▶ TASK DESCRIPTION
Reproduce the part of the items that opens with the line containing "[locate] dirt path (one dot each)" and closes at the end of the items, substituting "meadow" for "grass field" and leaving everything else unchanged. Return only that part.

========

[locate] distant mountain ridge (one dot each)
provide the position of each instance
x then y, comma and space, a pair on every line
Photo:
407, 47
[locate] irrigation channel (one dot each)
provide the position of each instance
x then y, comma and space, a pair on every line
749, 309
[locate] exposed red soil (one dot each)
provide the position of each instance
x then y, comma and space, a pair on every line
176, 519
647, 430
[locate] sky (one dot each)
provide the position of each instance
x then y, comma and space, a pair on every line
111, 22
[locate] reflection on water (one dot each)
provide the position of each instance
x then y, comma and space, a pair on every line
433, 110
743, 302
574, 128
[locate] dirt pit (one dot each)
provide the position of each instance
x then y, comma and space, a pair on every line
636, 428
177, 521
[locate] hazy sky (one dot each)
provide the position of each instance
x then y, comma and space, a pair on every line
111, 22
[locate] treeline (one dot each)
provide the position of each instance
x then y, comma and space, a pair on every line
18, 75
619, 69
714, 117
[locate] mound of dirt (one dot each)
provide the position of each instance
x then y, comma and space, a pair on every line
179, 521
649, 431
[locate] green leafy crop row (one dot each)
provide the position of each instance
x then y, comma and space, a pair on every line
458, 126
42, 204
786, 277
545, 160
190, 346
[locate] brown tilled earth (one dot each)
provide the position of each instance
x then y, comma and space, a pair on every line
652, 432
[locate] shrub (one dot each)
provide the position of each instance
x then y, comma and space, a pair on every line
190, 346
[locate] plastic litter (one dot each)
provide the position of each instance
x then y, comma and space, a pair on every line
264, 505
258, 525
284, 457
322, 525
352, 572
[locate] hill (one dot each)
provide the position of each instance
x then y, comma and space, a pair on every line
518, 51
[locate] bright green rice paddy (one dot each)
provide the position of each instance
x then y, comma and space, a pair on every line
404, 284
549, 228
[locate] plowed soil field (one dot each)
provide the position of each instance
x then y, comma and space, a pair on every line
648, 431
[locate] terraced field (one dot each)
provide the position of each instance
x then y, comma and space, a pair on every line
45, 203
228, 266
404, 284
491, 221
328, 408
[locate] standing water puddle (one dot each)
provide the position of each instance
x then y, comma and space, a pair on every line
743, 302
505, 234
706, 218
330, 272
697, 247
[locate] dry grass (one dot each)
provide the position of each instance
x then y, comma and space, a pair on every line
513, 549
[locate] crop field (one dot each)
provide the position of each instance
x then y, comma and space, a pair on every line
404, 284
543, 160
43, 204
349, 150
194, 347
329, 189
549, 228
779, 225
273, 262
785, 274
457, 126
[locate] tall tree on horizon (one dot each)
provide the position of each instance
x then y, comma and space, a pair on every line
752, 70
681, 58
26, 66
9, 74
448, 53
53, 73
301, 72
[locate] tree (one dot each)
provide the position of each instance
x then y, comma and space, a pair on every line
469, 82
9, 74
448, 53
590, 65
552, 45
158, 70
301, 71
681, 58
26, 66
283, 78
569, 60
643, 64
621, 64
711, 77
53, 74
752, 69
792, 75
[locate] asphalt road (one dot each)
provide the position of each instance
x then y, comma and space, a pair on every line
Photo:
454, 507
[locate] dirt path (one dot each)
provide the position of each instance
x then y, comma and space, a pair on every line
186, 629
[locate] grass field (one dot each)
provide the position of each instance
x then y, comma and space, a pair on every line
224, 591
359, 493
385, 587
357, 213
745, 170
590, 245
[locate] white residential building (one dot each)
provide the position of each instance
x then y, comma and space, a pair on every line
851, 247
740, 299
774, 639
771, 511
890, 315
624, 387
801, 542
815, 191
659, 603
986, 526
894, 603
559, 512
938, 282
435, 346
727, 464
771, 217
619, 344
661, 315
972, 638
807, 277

========

▶ EXPECTED ANSWER
[locate] dirt path (one dot each)
provide the position of each instance
x then y, comma and space, a pair on every line
186, 629
[locate] meadow (one dot each)
provide the position of each instance
x then y, comma and space, a pair on every line
224, 591
359, 493
385, 587
357, 213
745, 170
590, 245
[locate] white residential building (one dot each)
provide the position of each instance
x then y, comma and space, a pair on every line
851, 247
740, 299
774, 639
771, 511
890, 315
624, 387
801, 542
815, 191
659, 603
986, 526
894, 603
559, 512
938, 282
435, 346
727, 464
771, 217
619, 344
661, 315
972, 638
807, 277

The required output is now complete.